• TASK ITEM:
Reproduce verbatim the final portion of the material below, from the line containing "of the woodland" through its last line, and nothing else.
╭──
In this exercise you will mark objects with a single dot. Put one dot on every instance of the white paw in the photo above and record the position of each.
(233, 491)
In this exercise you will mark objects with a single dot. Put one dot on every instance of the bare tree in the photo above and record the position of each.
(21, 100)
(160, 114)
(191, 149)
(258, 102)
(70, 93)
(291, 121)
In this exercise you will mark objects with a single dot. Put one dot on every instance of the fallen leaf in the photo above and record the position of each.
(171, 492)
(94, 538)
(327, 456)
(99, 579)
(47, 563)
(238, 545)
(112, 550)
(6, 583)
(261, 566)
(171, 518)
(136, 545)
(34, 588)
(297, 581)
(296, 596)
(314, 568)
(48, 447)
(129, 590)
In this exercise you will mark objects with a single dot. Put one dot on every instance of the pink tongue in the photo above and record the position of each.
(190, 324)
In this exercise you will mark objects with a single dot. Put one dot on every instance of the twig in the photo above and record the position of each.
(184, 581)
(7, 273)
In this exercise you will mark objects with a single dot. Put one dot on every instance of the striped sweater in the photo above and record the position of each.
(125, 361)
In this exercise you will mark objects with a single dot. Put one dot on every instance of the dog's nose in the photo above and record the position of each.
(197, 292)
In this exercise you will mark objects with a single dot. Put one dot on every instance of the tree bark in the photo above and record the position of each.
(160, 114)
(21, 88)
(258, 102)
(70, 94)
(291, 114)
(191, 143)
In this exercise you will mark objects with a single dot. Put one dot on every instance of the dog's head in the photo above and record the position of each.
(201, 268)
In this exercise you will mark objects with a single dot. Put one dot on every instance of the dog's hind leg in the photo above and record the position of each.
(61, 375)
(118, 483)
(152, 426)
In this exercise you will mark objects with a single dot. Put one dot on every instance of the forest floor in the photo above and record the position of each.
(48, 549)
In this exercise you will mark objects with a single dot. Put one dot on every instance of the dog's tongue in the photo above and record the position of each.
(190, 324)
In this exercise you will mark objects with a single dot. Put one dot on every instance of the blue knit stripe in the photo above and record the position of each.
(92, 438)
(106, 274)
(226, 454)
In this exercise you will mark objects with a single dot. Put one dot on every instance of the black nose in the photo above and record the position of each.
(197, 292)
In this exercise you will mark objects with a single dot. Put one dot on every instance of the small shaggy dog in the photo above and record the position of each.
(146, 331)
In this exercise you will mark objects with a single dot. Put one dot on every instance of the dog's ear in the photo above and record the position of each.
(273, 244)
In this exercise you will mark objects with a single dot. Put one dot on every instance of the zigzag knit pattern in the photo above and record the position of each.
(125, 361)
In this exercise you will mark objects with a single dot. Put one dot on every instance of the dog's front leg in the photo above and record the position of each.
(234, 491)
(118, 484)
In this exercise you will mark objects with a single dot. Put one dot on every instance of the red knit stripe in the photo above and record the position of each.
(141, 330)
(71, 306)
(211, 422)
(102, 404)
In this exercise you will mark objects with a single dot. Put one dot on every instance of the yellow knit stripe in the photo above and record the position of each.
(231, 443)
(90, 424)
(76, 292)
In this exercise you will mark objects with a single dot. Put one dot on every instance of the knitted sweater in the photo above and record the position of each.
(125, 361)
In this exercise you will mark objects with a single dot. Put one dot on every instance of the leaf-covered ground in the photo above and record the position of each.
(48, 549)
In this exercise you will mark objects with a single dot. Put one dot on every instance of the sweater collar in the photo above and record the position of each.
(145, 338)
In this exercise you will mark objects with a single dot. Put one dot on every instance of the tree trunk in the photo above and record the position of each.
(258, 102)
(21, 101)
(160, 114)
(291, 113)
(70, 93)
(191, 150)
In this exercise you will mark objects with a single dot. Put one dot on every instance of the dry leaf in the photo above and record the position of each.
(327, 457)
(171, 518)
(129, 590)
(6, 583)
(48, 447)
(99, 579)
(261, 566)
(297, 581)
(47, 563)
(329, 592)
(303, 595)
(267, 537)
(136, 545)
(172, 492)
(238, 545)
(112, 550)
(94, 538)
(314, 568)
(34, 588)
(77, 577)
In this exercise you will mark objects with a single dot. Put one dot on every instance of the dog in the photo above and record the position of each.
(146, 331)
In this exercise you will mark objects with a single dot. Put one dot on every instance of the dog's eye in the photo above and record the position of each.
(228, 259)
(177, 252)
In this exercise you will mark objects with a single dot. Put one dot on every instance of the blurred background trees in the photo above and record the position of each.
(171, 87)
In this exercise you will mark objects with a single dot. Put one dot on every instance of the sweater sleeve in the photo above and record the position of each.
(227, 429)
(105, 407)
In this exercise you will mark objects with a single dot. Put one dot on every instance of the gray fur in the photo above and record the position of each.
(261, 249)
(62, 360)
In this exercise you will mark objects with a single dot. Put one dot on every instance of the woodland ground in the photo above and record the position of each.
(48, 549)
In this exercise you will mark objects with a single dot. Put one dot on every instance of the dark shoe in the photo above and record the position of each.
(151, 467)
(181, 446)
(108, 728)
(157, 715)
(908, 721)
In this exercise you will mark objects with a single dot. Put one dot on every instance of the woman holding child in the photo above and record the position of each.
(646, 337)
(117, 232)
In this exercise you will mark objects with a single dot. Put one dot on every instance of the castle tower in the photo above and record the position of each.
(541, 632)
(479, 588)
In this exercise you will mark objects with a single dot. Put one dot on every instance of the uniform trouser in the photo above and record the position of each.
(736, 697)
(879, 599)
╰──
• OUTPUT BELOW:
In this exercise you will mark objects with a single dot. Put one dot on every instance of the woodland ground in the photo above and record the position of each.
(48, 549)
In this exercise you will mark objects with a single dot. Put one dot on every instance of the dark shoe in the photo above and record the position of each.
(151, 467)
(181, 446)
(108, 728)
(157, 715)
(908, 721)
In this exercise you will mark objects with a single dot. Put one dot on every instance of the woman holding child in the photo above and record the position of each.
(646, 337)
(117, 232)
In this exercise you will mark objects with a single dot. Put one dot on every instance of the castle tower in the photo above and record the position of each.
(541, 632)
(479, 588)
In this exercise you will mark objects with a single dot. Put one dot on every instance of the uniform trouser in the photo above and record the position of each.
(736, 697)
(879, 599)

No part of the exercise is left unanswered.